───── Texto do documento

A Carta expõe as dificuldades que se abatem sobre centenas de famílias portuguesas quando o diagnóstico chega. O estudo nacional promovido pela Acreditar, em 2024, mostrou que o impacto financeiro médio ultrapassa os 650 euros por mês, devido à perda de rendimentos e ao aumento de despesas com deslocações, terapias, alimentação e medicação. Números frios que escondem realidades devastadoras: pais que abandonam empregos, famílias que se desmembram, irmãos que crescem em silêncios forçados.
Entre as medidas apresentadas na Carta, sobressai a necessidade de garantir 100% do rendimento aos cuidadores durante o tratamento da criança, eliminar o tecto máximo de 2 IAS (1.045 euros), permitir que ambos os progenitores possam usufruir da licença nos momentos críticos e agilizar processos burocráticos que, como bem disse Rui, “tratam o cancro como se avisasse com 30 dias de antecedência”.
Há também uma proposta que toca o íntimo de qualquer consciência: dignificar o subsídio de funeral de uma criança, que hoje não ultrapassa 254 euros, um valor que é, nas palavras de Rui, “uma indignidade atroz”.
Mas, para lá das reivindicações, o que emerge é uma mensagem de amor e de resistência. “O cancro não é só da criança, é da família inteira”, recorda Rui, descrevendo as longas noites no hospital pediátrico de Coimbra, o som das máquinas, os choros contidos, e o milagre quotidiano de continuar a acreditar. No meio desse cenário de dor, há também uma profunda gratidão aos profissionais de saúde e às associações Acreditar, Pedrinhas, Calioasis, Liga Portuguesa Contra o Cancro que, com recursos escassos, constroem diariamente redes de apoio que o Estado ainda não soube garantir.
A força deste movimento está precisamente aí: na união entre famílias que, em vez de se fecharem na dor, escolheram transformar a experiência em acção. Rui sublinha que “não se trata de pedir privilégios, mas de exigir justiça”. A doença, lembra, já impõe tudo: o medo, a exaustão, a incerteza. O Estado não pode, além disso, impor desigualdade.
Há uma dimensão quase poética na forma como Rui fala da esperança: não como uma abstracção, mas como uma escolha diária. “Quando o cancro se mete no caminho, ninguém vai sozinho”, repete, evocando o lema da Acreditar. E acrescenta um outro que se tornou seu: “Cuidar de um filho com cancro deve ser uma prioridade, não um luxo”.

──────────

Instruções do exercício:
[A] Reproduza do texto o trecho compreendido entre "A força deste" e "disso, impor desigualdade.", inclusive.
[B] Segundo o texto, qual é o valor máximo atual do subsídio de funeral de uma criança?
[C] Enumere as associações às quais o texto manifesta gratidão.

───── Secção de dados

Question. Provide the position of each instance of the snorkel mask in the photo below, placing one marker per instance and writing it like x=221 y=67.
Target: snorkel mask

──────────
───── Secção de dados

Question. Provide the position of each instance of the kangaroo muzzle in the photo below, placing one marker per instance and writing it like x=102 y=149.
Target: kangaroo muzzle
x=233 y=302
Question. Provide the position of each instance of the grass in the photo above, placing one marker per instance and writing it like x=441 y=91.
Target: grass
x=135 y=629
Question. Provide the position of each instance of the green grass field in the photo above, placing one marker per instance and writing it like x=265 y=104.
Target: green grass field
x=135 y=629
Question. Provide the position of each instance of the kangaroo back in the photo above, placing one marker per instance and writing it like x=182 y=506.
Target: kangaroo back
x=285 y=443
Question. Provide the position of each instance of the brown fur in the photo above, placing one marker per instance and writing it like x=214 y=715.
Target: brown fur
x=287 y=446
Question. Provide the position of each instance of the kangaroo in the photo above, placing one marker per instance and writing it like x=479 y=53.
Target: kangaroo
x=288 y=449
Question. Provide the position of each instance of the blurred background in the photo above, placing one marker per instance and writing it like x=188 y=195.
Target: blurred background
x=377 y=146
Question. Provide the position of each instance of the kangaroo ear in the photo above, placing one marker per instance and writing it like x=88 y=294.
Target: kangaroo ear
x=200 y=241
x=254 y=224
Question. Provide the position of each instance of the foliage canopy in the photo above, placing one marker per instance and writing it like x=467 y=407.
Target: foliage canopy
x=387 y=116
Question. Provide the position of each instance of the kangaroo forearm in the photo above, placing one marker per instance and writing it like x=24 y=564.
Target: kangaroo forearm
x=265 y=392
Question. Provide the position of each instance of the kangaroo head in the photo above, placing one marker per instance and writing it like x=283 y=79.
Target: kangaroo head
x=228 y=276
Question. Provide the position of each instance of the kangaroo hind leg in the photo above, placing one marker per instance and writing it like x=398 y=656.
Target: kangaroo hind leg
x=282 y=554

──────────

Respostas:
[A]
A força deste movimento está precisamente aí: na união entre famílias que, em vez de se fecharem na dor, escolheram transformar a experiência em acção. Rui sublinha que “não se trata de pedir privilégios, mas de exigir justiça”. A doença, lembra, já impõe tudo: o medo, a exaustão, a incerteza. O Estado não pode, além disso, impor desigualdade.

[B] Não ultrapassa 254 euros.

[C] Acreditar, Pedrinhas, Calioasis, Liga Portuguesa Contra o Cancro